TASKS TO CARRY OUT -
1) In the column about Nigel Farage, which seat has Farage imposed himself as the candidate for?
2) Carry the column about Nigel Farage on past its final sentence.

Best to stay away from cheese… and Nigel Farage

Farage doing his usual nasty stuff…

I HAVE no idea what caused my heart attack, although a block of cheddar cheese has been called to the witness stand. It is also possible that Nigel Farage might share the blame.

A friend whose heart misfired long before mine offered an arterial tip. Avoid getting worked up about politics, he said.

Sage words, but not easy to follow when you’ve been agitating about politics for decades. And while it may be silly to waste time despising Farage, it’s an old habit.

Like a nasty virus, that man goes away and comes back just when you are feeling better. Like a bad case of indigestion, he lurks in the British stomach, resistant to all political antacid, throbbing like an ulcer.

Like a buzzing, biting mosquito with pin-striped legs…

This is your heart speaking. That’s enough tasteless metaphors about one unpleasant man… just try to think about something healthy instead…

Yes, but.

As you and my heart both know, Farage this week announced that he is to fight the general election. The one he didn’t have time for five minutes ago as he was planning to be in the US crawling to Donald Trump before that election.

Now he has taken over Reform UK, pushing aside fellow rich posho Richard Tice, and has imposed himself as the candidate for Clacton, a seat he thinks will be a push-over.

Despite worrying for my heart, I feel obliged to point out yet again that Farage is a rich man pretending to know what’s best for the common man or woman, when really he couldn’t care less about anything common.

He heads a political party that isn’t a political party at all, but a company/shit-stirring pressure group. Like his hero Trump, he knows how to tap into people’s dissatisfaction but offers no solutions, just endless, self-serving aggravation (hence this is the “Immigration Election”, according to his party’s objectionable slogan).

DATA RECORDS -
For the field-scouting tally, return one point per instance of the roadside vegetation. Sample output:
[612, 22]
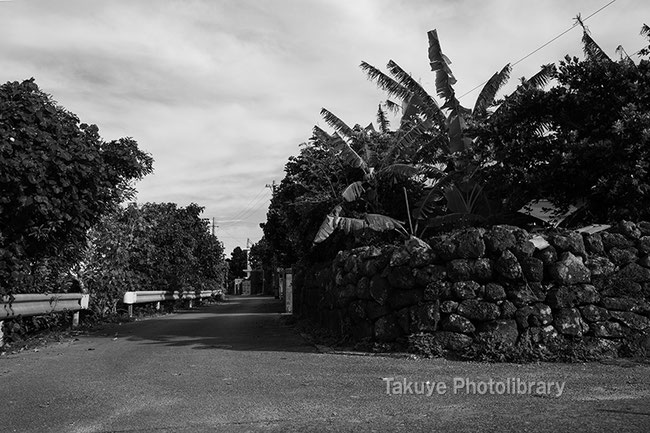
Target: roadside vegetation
[67, 220]
[574, 136]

ANSWERS FOR THIS EXERCISE -
1) Clacton.

2)
In a post on X/Twitter, Reform UK says: “Hard-working people in Clacton and across the UK have been ignored for far too long… They have been betrayed by the political establishment.”

It adds that Nigel Farage “will put them back on the map”.

No, he won’t. He is only interested in putting himself on the map.

Anyway, perhaps his arrogant presumption will be proved wrong.

Today he was on the Essex coast spouting on that young people know nothing about D-Day. In a great clip from Novara Media on X/Twitter, one hard-working voter from Clacton puts him right: “Nigel Farage is just an idiot” – an opinion I am sure we can all get behind.

A hard-working woman whose daughter is studying history at school points out that her girl seems to do nothing but learn about the Second World War.

As is so often the case, the few military men and women who remain from that war speak with quiet regret and reverence, if they speak at all. While right-wing grifters who weren’t even born then never shut up about the war.

In another Novara clip, a lively hard-working woman says: “Nigel Farage is a total snake, he just wants a seat in power, and he has nothing to do with Clacton.”

Good people of Clacton, you know what to do.

Farage has stood for election to the House of Commons seven times and failed on every occasion. Let’s wish him all the best for making it eight.

As for Rishi Sunak’s repeated lies about Labour’s tax plans in that ITV ‘debate’ the other night, Sir Keir Starmer’s reluctance to stick up for himself was puzzling.

Afterwards Labour revealed it had a letter from Treasury permanent secretary James Bowler saying that the Conservative Party had been told not to quote the figures Sunak used. Gotcha (sort of).

From the clips I saw, Sunak was in the wrong, Starmer seemed more empathetic and genuine, but it was all a bit tedious, wasn’t it?

 

STICKING to a heart theme, I have been signed off by the cardiac nurses. And graduated with sweaty honours from the six-week cardiac rehab course in the gym at York Hospital.

I may rattle with more pills than a carrier bag from Boots, but I am playing badminton and squash again, exactly to the low standard achieved before.

And the cardiac physio says running is now OK, so long as I follow the Couch to 5K plan. A step backwards for someone who once ran half-marathons, but sensible advice. Think I’ll give it a go.